• _Given instruction_
Gather every line in the material below that contains the string "alpine". Copy each such line in full.

(Stored data)
====

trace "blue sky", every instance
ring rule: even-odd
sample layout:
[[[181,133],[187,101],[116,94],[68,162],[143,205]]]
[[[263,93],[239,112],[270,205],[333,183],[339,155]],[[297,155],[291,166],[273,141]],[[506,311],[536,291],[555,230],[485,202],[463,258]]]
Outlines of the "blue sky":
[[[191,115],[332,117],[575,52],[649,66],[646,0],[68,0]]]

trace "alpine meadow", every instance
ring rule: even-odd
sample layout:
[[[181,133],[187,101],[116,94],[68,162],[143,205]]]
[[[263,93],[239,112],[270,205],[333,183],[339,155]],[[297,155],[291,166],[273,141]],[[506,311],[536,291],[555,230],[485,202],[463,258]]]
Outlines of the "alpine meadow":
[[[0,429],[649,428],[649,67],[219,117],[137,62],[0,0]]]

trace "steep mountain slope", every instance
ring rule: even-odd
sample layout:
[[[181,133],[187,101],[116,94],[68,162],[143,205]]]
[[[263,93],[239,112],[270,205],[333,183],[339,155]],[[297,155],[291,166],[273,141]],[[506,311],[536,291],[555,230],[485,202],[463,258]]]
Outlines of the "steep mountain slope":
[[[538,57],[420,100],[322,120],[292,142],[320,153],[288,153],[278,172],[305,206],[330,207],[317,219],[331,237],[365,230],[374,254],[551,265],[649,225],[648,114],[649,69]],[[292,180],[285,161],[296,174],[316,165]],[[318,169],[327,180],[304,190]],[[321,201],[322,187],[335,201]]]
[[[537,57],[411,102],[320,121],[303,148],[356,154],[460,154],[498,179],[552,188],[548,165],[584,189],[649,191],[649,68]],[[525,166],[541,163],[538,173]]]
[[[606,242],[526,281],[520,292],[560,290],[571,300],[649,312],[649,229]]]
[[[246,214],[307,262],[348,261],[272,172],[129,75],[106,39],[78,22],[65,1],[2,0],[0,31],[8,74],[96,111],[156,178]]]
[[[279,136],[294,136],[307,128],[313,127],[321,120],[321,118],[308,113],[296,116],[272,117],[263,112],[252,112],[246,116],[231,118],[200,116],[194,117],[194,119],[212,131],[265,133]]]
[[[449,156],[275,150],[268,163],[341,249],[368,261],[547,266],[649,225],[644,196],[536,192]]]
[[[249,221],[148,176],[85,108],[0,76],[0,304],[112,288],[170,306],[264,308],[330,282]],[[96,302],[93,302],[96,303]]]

====

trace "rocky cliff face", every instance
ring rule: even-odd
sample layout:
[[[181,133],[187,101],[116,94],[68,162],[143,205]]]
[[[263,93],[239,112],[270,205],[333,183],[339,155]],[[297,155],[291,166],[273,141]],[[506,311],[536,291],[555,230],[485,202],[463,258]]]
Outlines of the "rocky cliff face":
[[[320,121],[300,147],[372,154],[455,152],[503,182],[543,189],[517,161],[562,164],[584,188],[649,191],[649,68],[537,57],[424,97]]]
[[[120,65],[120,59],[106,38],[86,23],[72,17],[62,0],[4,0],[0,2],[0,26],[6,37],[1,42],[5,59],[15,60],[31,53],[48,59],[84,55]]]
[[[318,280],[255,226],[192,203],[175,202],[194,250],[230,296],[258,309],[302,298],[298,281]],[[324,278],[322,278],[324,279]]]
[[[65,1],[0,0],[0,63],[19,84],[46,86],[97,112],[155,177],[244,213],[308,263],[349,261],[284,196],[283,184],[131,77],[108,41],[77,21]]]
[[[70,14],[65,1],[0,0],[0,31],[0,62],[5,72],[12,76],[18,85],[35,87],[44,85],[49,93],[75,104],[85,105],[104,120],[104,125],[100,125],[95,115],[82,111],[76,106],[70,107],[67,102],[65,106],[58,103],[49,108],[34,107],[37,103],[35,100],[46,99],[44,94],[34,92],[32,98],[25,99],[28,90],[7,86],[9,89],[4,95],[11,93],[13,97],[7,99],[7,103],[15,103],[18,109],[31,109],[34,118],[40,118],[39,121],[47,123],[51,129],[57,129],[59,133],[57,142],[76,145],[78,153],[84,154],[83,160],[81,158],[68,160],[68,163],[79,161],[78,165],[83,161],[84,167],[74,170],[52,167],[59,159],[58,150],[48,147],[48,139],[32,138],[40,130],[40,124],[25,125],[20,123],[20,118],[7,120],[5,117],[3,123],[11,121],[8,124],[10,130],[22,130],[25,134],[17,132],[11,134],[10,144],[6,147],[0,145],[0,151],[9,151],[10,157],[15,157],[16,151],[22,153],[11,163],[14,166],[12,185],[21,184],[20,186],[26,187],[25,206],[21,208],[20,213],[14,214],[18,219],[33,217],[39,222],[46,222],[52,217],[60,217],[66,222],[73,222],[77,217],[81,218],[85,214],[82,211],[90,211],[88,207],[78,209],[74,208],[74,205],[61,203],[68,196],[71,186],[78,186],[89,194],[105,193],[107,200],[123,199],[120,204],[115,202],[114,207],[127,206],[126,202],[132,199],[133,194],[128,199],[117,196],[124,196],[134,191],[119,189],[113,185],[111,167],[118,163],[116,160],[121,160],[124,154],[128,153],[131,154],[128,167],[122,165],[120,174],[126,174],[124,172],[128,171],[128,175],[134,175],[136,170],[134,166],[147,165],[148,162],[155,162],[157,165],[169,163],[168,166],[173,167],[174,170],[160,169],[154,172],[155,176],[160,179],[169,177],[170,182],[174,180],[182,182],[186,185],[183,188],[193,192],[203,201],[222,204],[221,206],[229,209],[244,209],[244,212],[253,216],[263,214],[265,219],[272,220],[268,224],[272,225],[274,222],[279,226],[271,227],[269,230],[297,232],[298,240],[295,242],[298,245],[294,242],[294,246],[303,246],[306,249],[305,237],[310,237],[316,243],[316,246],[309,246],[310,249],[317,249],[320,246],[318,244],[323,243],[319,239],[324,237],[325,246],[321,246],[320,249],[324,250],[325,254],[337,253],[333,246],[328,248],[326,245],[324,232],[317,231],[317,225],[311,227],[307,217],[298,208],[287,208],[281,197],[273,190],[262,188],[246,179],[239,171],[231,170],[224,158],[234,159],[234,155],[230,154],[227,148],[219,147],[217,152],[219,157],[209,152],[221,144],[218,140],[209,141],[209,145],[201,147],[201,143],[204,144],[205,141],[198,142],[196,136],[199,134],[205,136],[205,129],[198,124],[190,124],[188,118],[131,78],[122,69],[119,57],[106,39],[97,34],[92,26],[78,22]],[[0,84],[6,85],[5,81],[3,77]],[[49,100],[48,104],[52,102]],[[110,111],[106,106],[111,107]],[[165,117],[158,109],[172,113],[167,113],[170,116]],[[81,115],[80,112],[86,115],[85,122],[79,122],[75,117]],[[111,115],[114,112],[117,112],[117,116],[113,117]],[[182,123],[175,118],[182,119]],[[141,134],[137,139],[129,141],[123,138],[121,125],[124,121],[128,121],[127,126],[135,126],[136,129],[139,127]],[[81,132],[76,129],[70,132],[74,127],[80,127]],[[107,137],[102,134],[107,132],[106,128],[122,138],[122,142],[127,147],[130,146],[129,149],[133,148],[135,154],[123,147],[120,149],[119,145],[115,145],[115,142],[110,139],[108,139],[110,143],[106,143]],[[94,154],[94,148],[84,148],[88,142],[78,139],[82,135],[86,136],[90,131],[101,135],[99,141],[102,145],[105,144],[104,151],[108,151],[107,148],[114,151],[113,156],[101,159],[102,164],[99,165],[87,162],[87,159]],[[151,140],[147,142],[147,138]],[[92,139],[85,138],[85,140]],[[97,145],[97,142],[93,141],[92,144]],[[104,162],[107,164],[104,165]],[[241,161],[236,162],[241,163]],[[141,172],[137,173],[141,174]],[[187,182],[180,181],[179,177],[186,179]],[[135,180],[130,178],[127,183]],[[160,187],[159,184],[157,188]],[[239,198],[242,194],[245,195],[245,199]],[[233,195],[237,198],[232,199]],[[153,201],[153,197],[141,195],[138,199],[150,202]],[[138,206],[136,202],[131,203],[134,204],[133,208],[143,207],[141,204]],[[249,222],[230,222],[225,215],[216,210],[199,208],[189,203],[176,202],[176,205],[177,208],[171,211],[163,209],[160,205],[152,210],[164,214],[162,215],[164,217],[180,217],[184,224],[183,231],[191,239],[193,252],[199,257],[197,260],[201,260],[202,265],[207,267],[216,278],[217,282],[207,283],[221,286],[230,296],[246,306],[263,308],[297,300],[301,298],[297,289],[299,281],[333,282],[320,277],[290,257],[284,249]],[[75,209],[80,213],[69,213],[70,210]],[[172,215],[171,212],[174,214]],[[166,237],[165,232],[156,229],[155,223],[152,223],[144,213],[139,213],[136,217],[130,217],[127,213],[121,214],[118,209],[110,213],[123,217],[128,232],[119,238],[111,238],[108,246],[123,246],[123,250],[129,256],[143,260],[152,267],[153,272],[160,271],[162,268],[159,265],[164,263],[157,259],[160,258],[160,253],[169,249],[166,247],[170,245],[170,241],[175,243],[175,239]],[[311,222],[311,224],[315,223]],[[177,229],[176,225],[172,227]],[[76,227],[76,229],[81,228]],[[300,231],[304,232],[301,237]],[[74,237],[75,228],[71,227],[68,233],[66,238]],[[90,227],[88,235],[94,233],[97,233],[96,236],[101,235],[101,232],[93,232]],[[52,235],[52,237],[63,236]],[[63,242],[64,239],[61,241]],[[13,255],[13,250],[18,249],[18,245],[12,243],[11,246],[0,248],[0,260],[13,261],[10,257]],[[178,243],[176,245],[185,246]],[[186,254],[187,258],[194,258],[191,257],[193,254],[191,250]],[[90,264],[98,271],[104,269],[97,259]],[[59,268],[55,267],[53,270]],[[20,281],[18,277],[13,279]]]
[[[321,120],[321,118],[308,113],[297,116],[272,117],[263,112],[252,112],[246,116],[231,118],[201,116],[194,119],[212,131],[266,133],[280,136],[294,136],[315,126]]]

====

• _Solution below_
trace "alpine meadow", every instance
Outlines of the "alpine meadow":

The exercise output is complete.